» **本文抜粋**
|---|

オーストラリア(2000年シドニー五輪)、中国(2008年北京五輪)でのGDP成長率の低下も、それぞれITバブル崩壊(2001年)、リーマンショック(2009年)の影響が大きいとされ、また、GDP成長率が大きく低下したギリシャ(2004年アテネ五輪)の場合は、オリンピック開催に向けた建設ラッシュの大幅なピークアウトが原因とされています(みずほ総合研究所「日本経済は五輪ロスに陥るのか」(2018年12月5日公表)を参照)。

一方、アメリカ(1996年アトランタ五輪)、イギリス(2012年ロンドン五輪)では、むしろオリンピック後にGDP成長率の上昇がみられています。とくにロンドンオリンピックは、戦後初の成熟した都市でのオリンピックとして、都市の再生や環境への配慮、既存施設の活用やコンパクトな会場づくりが計画され、過剰な投資は抑えつつ、オリンピック後にもそれらの施設をレガシー(遺産)として利用することが目指されました。これによって、都市の新たな価値の創出や、オリンピック後の観光・ビジネス関係の集客力の向上に貢献したと言われています。2020年東京オリンピックも、このコンセプトをモデルに、コンパクトなオリンピック作りを目指しています。過去のオリンピック前後の景気動向を参考にすれば、今回は成熟した都市での開催となるため少なくともオリンピック終了を主要因に景気が急速に減退することはないだろう、と予測されます。

●ロンドンオリンピック前後の不動産価格の動向
オリンピック開催が不動産価格にどのような影響を与えるのでしょうか。ロンドンを例に、オリンピック開催前後の平均住宅価格(中間値)の動向についてみてみましょう。



ロンドン都心6区(シティ、カムデン、ウエストミンスター、イズリントン、ケンジントン・アンド・チェルシー、サザーク)では、オリンピック決定後、シティを中心にロンドン平均を超える価格の上昇をみせました。2008年のリーマンショックの影響で一旦下がりますが、2012年のオリンピック開催後にはシティ、ウエストミンスター、ケンジントン・アンド・チェルシーの都心中心部の価格が急激に伸びています【図1】。


オリンピック主会場が置かれたストラッドフォード地域(ハックニー、ニューアム、タワーハムレッツ、ウォルサムフォレスト)では、ニューアム、ウォルサムフォレストがオリンピック決定前後からロンドン平均を超える上昇を始め、オリンピック開催後にはさらにニューアム、ウィルサムフォレスト、ハックニーとも急激に伸びています【図2】。



ロンドンでは、オリンピックを起爆剤として都市の価値を高め、それに伴って不動産価格が上昇したのだと考えられています。
ただし、2009年以降はリーマンショック後の世界的な景気拡大期であったこと、ロンドン都心中心部のシティ、ウエストミンスター、ケンジントン・アンド・チェルシーはもともと高級住宅街であり、そこに好景気で需給が逼迫したという側面も見逃せません。その意味では単純にオリンピック開催だけがロンドン全体の不動産価格上昇の要因となったとは言えません。

|---|

» **データ**
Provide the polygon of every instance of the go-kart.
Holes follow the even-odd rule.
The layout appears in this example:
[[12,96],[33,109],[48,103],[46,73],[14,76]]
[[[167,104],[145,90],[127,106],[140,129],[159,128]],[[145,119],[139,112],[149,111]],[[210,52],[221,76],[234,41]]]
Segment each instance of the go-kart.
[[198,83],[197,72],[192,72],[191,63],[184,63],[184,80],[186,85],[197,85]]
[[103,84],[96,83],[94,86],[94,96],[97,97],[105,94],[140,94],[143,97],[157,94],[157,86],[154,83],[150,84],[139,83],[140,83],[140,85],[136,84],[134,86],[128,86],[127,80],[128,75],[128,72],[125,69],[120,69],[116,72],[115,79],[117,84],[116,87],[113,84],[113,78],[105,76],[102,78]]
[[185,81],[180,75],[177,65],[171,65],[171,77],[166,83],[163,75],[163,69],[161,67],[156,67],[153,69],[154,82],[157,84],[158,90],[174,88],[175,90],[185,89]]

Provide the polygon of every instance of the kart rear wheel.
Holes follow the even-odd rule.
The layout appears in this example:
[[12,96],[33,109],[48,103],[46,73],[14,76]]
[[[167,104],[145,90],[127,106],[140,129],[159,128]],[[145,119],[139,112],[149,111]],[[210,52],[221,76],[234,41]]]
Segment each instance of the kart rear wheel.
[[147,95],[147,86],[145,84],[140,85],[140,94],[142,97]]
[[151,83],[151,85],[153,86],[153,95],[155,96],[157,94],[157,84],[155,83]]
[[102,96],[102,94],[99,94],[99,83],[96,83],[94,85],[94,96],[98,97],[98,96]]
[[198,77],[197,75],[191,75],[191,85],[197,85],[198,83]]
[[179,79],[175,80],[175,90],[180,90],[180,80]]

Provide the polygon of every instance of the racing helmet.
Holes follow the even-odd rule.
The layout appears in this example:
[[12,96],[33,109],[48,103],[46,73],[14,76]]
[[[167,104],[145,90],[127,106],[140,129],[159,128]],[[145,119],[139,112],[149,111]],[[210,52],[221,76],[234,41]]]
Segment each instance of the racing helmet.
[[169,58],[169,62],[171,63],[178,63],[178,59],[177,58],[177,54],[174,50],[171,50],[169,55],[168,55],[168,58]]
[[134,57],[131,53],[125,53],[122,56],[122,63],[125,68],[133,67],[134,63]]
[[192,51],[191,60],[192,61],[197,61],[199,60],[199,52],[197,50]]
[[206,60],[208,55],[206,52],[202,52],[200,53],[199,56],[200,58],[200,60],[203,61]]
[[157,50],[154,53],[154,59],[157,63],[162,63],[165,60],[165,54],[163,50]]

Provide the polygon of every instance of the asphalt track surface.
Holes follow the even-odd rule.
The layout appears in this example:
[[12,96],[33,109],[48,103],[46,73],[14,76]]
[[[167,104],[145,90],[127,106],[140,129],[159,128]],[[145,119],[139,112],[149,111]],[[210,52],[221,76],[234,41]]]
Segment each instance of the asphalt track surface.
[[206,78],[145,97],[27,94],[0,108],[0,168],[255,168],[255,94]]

|---|

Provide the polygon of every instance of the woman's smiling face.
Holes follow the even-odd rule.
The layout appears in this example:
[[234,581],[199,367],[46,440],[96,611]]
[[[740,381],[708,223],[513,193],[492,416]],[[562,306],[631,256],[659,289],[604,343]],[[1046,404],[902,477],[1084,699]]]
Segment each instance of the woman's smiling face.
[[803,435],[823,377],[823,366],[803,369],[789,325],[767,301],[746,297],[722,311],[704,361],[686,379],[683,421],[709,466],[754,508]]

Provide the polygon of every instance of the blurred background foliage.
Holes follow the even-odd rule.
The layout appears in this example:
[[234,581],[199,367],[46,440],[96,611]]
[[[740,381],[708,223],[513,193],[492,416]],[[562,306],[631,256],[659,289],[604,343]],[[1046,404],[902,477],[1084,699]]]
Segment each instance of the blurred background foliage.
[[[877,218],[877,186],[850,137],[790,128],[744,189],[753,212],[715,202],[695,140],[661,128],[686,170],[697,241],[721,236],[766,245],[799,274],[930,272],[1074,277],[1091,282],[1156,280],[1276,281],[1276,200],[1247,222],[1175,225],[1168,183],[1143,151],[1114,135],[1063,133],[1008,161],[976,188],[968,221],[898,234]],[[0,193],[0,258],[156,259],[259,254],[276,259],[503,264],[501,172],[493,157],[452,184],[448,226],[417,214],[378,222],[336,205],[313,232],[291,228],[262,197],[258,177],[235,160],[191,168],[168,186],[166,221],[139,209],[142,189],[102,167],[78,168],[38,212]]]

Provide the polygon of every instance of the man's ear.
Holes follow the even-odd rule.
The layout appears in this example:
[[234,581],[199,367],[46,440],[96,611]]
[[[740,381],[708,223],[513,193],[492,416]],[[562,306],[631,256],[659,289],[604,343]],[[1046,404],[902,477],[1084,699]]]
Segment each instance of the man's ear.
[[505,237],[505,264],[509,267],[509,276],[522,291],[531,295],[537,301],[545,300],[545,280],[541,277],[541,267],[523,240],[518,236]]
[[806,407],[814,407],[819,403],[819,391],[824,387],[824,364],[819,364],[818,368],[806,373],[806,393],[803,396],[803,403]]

|---|

» **課題の指示**
オリンピックと不動産価格についての本文を、最後の文の後から書き継いでください。 データの行はこの課題には関わりません。

» **解答**
これに対してオリンピック主会場となったイーストロンドンは、製造業の長期的凋落により、工場地帯が廃墟化して荒れ地となり、ロンドンで最も貧しい場所とされていた地域でした。そこにオリンピック・パーク整備に伴う都市再生や鉄道路線の拡張などによって見違えるレベルの改善がなされたことによってロンドン市内の他の地域にやっと肩を並べるレベルまできました。その意味ではこの地域に限っていえばオリンピック開催が不動産価格上昇の要因となったと言えます。

グラフでみるように、各区の不動産価格の上昇は一様ではなく、ロンドン平均を超えて大きく上昇したところ、ロンドン平均を下回るところなど、区によってもばらつきがあるものの、都心6区はいずれの区においてもオリンピック開催後は上昇しています。

【TOPICS3.】2020年東京オリンピック後に不動産価格はどうなるのか
2013年以降、東京では都心を中心に住宅価格が上昇してきました【図3】。東京オリンピック後の不動産価格を予想するにあたり、プラス要因、マイナス要因の2つの側面から考えてみます。



●プラス要因
今後の東京の不動産価格を予想する上で、最大のプラス要因は、今後とも東京都区部の人口の増加傾向が続くという点です。東京都区部全体では2035年ごろまで、さらに都心区では2040~45年ごろまで人口増加が続くと予測され、住宅需要は今後とも旺盛と言えそうです【表3】。




海外からの旅行者数(訪日外客数)は、2011年に東日本大震災の影響で若干落ち込んだものの、その後、急速に増加を続けており、2013年に1000万人を超え、2018年には3120万人に至っており、東京だけでも1200万人を超しています。海外の多くの方が実際に日本に訪れ、日本を体験し、その魅力を知ることでこれらインバウンド需要は、オリンピック以降も堅調に増加すると政府は予測しています【図4】。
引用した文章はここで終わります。